■ Brief ■
Retype the records below exactly. Leave nothing out.

■ Data in this exercise ■

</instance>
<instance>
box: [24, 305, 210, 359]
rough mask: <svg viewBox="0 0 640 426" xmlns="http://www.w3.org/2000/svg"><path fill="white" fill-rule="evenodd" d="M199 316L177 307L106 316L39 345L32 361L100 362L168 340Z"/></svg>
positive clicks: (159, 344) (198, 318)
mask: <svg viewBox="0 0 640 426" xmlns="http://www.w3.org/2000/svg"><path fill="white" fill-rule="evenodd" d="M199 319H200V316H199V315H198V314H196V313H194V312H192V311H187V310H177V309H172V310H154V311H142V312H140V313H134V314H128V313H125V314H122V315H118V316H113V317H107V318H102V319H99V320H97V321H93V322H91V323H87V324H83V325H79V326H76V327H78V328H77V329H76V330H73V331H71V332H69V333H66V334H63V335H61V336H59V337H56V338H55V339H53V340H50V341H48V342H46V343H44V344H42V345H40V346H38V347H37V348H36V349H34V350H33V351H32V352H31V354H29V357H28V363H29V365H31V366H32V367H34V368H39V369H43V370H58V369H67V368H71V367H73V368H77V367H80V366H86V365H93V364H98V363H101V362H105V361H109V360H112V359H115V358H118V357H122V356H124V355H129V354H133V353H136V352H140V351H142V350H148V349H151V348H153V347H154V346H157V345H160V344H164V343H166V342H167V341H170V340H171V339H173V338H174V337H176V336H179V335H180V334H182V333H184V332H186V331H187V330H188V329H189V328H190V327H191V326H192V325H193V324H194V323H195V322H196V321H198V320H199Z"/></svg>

■ Solved problem ■
</instance>
<instance>
box: [24, 305, 210, 359]
rough mask: <svg viewBox="0 0 640 426" xmlns="http://www.w3.org/2000/svg"><path fill="white" fill-rule="evenodd" d="M199 316L177 307L106 316L39 345L32 361L100 362L168 340Z"/></svg>
positive clicks: (159, 344) (198, 318)
mask: <svg viewBox="0 0 640 426" xmlns="http://www.w3.org/2000/svg"><path fill="white" fill-rule="evenodd" d="M199 319H200V316H199V315H198V314H196V313H194V312H192V311H187V310H177V309H172V310H154V311H142V312H140V313H134V314H128V313H125V314H122V315H118V316H113V317H107V318H102V319H99V320H97V321H93V322H91V323H87V324H83V325H79V326H76V327H78V328H77V329H76V330H73V331H71V332H69V333H66V334H63V335H61V336H59V337H56V338H55V339H53V340H50V341H48V342H46V343H44V344H42V345H40V346H38V347H37V348H36V349H34V350H33V351H32V352H31V354H29V357H28V363H29V365H31V366H32V367H34V368H39V369H43V370H58V369H67V368H71V367H73V368H77V367H80V366H86V365H93V364H98V363H101V362H105V361H109V360H112V359H115V358H118V357H122V356H124V355H129V354H133V353H136V352H140V351H142V350H148V349H151V348H153V347H154V346H157V345H160V344H164V343H166V342H167V341H170V340H171V339H173V338H174V337H176V336H179V335H180V334H182V333H184V332H186V331H187V330H188V329H189V328H190V327H191V326H192V325H193V324H194V323H195V322H196V321H198V320H199Z"/></svg>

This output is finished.